◆ Stored data entries:

*** Block opens ***

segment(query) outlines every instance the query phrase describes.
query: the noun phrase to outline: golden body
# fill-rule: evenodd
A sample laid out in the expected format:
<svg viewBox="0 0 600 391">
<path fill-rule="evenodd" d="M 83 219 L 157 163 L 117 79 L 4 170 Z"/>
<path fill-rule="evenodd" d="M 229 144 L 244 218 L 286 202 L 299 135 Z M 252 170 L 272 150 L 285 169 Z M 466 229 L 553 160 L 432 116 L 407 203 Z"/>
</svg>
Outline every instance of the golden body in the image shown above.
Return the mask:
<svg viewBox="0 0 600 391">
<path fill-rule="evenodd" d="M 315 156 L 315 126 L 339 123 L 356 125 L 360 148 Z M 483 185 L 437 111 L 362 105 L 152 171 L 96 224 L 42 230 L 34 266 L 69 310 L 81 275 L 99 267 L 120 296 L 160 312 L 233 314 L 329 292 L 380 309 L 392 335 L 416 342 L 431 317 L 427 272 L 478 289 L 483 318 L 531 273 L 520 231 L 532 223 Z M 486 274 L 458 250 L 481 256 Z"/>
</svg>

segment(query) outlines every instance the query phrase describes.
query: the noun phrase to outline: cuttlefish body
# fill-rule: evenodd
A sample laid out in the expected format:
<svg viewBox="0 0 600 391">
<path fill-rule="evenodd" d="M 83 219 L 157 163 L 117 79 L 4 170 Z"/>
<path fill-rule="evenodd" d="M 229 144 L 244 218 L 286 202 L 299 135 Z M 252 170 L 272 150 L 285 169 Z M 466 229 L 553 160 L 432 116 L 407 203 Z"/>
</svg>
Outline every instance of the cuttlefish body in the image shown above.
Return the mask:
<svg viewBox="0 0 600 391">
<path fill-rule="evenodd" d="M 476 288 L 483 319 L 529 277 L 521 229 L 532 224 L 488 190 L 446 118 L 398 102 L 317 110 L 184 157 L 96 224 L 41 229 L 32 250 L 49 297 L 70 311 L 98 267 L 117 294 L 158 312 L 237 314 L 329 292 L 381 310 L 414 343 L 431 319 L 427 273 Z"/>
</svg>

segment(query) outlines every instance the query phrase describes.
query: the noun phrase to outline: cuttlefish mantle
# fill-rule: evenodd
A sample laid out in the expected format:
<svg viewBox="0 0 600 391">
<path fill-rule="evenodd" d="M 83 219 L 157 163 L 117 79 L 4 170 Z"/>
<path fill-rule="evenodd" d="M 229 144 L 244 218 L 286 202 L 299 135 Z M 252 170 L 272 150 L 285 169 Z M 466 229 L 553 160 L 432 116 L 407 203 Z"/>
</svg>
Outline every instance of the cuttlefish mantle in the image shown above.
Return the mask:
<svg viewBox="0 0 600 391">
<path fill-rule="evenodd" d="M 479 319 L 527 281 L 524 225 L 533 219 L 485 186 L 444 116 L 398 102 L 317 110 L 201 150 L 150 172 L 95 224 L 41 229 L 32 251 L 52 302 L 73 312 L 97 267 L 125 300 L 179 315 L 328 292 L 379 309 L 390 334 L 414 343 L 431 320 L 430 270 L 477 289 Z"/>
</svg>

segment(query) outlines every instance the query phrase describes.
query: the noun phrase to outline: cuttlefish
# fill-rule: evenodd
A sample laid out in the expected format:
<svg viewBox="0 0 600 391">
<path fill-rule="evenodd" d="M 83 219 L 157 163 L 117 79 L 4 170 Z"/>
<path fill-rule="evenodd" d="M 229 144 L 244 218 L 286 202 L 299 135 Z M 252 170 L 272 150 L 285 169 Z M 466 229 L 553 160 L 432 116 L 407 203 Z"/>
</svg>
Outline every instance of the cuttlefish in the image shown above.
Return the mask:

*** Block closes ***

◆ Assignment: Write out only those lines of the entries that lie between the line containing "query: the noun phrase to outline: cuttlefish mantle" and the last line, inclusive, reproducing them exactly.

◆ Answer to this problem:
query: the noun phrase to outline: cuttlefish mantle
# fill-rule: evenodd
A sample laid out in the expected format:
<svg viewBox="0 0 600 391">
<path fill-rule="evenodd" d="M 83 219 L 157 163 L 117 79 L 4 170 Z"/>
<path fill-rule="evenodd" d="M 229 144 L 244 218 L 286 202 L 299 135 Z M 252 170 L 272 150 L 285 169 Z M 466 229 L 553 160 L 432 116 L 407 203 Z"/>
</svg>
Outline every instance of the cuttlefish mantle in the image shown above.
Return the mask:
<svg viewBox="0 0 600 391">
<path fill-rule="evenodd" d="M 479 319 L 527 281 L 524 225 L 533 219 L 485 186 L 444 116 L 398 102 L 317 110 L 201 150 L 150 172 L 95 224 L 41 229 L 32 251 L 52 302 L 73 312 L 97 267 L 125 300 L 179 315 L 328 292 L 379 309 L 390 334 L 414 343 L 431 320 L 430 270 L 477 289 Z"/>
</svg>

segment(query) outlines every instance the query phrase describes.
query: the noun phrase to outline: cuttlefish
# fill-rule: evenodd
A sample laid out in the expected format:
<svg viewBox="0 0 600 391">
<path fill-rule="evenodd" d="M 83 219 L 157 163 L 117 79 L 4 170 Z"/>
<path fill-rule="evenodd" d="M 229 144 L 244 218 L 286 202 L 299 135 Z M 252 170 L 272 150 L 285 169 Z M 466 229 L 553 160 L 432 116 L 407 203 Z"/>
</svg>
Outline every instance of the cuttlefish in the image shown above.
Return the mask:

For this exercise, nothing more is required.